··· Fragmento seleccionado

Anoche releí “La metamorfosis” y creo que entendí mejor que nunca a Gregorio Samsa, como lo haría cualquiera que conviva con animales.

Al poco de tener a Borges, me encontré por la calle con G. y su novia francesa. G. vio el entusiasmo con que yo hablaba de nuestro gato, se giró hacia su novia, que no entendía lo que decíamos, y le explicó con tono de resignación, como quien acaba de encontrarse con un loco más: “Il est entré dans le monde des chats”. “Ha entrado en el mundo de los gatos”. Me cabreó. ¿Qué tontería era aquella? ¿Alguna cursi expresión francesa?

Con el tiempo me he dado cuenta de que, al conocer a Borges, no sólo entré en el mundo de los gatos, sino en el mucho más extenso mundo de los animales, a los que yo no había prestado casi ninguna atención hasta entonces. A partir de convivir con uno, todos sus congéneres han adquirido una presencia que yo antes no percibía. Borges me ha ampliado el mundo enormemente.

······

→ **Ejercicio planteado**:
Responda brevemente, según el fragmento seleccionado:
(a) ¿Qué obra se releyó anoche?
(b) ¿Con quién iba G. en el encuentro por la calle?
(c) ¿En qué mundo, más extenso que el de los gatos, se entró al conocer a Borges?
Los registros no tienen ningún papel en esto.

··· Datos proporcionados

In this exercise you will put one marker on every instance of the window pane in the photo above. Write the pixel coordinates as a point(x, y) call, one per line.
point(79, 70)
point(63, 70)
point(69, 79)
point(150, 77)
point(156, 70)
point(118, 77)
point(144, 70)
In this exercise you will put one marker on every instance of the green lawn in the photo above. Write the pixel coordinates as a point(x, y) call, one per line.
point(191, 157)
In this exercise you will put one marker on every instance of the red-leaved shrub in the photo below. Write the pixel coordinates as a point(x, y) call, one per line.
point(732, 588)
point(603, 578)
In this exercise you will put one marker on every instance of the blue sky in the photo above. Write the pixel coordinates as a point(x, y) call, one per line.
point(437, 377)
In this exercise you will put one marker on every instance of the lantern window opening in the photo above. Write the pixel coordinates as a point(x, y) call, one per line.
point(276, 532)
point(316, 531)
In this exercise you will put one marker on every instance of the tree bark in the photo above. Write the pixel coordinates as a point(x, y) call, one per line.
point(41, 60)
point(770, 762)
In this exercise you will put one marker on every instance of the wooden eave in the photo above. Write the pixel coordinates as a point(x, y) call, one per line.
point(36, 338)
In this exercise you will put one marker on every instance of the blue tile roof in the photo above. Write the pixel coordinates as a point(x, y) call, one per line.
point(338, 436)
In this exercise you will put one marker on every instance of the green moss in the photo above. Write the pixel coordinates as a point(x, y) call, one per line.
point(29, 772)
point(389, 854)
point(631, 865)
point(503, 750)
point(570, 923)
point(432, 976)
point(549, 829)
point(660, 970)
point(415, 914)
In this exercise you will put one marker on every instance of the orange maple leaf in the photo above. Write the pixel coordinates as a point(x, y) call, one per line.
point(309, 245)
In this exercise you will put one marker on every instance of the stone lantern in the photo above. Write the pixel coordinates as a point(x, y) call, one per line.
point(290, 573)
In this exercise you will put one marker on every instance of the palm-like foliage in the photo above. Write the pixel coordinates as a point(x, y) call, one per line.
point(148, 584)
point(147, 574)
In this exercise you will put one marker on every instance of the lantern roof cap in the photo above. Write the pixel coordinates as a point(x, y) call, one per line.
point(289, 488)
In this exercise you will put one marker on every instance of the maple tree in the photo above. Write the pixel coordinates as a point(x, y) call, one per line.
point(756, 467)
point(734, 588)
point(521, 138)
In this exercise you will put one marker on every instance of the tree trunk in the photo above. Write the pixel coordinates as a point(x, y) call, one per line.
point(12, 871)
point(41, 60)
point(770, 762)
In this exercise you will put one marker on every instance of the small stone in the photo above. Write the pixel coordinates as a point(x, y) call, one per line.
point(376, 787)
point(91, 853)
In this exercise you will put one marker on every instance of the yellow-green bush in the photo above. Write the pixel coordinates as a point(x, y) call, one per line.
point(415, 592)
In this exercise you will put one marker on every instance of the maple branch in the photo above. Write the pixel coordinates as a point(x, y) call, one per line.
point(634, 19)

······

→ **Respuesta completa**:
(a) «La metamorfosis».
(b) Con su novia francesa.
(c) En el mundo de los animales.